▶ _RECORDED DATA_
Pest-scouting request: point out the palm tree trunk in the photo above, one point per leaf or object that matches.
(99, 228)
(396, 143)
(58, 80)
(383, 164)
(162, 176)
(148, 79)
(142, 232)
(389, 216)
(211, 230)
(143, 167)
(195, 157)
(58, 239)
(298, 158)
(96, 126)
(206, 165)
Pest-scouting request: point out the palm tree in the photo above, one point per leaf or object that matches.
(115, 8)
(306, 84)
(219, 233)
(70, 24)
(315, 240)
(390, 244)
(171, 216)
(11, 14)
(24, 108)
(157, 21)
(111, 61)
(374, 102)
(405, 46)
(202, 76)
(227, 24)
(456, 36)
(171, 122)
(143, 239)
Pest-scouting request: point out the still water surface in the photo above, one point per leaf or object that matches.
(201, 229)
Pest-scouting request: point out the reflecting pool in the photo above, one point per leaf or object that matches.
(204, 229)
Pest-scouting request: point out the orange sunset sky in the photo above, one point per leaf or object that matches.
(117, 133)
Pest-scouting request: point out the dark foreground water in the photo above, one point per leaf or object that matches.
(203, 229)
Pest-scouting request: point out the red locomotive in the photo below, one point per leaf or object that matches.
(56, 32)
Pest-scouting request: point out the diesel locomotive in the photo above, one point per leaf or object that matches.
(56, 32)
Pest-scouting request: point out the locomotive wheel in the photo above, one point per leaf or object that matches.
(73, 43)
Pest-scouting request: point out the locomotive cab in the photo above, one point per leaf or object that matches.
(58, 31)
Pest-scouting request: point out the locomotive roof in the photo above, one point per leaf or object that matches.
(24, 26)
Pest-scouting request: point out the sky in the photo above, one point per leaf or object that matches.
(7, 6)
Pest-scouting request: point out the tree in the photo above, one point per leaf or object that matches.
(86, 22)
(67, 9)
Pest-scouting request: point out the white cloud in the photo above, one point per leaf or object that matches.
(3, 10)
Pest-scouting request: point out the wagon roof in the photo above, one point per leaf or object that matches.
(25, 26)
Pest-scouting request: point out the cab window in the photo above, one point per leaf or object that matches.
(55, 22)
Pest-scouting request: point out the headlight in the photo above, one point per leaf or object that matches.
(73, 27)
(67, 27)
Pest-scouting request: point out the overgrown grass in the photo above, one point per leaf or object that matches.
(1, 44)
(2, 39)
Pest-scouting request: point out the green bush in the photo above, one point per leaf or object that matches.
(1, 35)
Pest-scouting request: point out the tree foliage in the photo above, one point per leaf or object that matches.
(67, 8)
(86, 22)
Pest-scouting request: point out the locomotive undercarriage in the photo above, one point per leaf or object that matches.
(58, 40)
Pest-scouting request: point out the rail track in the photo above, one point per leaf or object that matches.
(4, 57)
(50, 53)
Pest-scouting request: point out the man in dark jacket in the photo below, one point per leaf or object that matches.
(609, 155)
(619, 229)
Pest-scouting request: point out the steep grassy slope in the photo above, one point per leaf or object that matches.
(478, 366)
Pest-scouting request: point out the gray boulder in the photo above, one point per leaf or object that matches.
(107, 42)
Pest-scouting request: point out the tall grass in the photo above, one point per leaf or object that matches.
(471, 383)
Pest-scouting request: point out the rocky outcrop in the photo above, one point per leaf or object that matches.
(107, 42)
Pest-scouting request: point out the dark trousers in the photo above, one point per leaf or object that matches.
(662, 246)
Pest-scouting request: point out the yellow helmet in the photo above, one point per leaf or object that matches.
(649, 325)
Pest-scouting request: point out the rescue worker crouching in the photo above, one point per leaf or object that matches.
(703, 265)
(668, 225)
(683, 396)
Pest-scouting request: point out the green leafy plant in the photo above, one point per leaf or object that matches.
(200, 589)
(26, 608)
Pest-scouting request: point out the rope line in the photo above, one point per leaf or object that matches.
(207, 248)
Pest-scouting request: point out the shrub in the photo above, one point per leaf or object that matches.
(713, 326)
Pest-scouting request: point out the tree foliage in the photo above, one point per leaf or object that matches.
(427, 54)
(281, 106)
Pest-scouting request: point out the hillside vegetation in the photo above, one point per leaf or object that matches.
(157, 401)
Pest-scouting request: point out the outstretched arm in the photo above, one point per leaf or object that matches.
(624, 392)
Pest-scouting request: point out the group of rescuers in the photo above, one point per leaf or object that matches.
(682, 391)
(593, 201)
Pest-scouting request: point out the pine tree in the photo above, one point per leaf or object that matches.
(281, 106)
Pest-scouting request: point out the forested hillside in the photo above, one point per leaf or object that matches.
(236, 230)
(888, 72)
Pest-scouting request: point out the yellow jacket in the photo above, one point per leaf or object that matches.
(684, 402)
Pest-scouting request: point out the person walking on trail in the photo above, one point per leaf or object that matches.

▶ _EXERCISE REQUIREMENTS_
Copy out the lines above from the one containing "Pest-scouting request: point out the forested" through the last line, requests included, and raise every coordinate in the answers by 49.

▶ _CORRECT ANSWER_
Pest-scouting request: point out the forested hillside in the photo above, one point per leaf or object that matches.
(285, 279)
(937, 121)
Pest-scouting request: point out the yellow jacket in the photo above, one point per leaf or object that matches.
(733, 451)
Pest-scouting request: point out the person walking on trail in the photo above, one point per leaf or object that matches.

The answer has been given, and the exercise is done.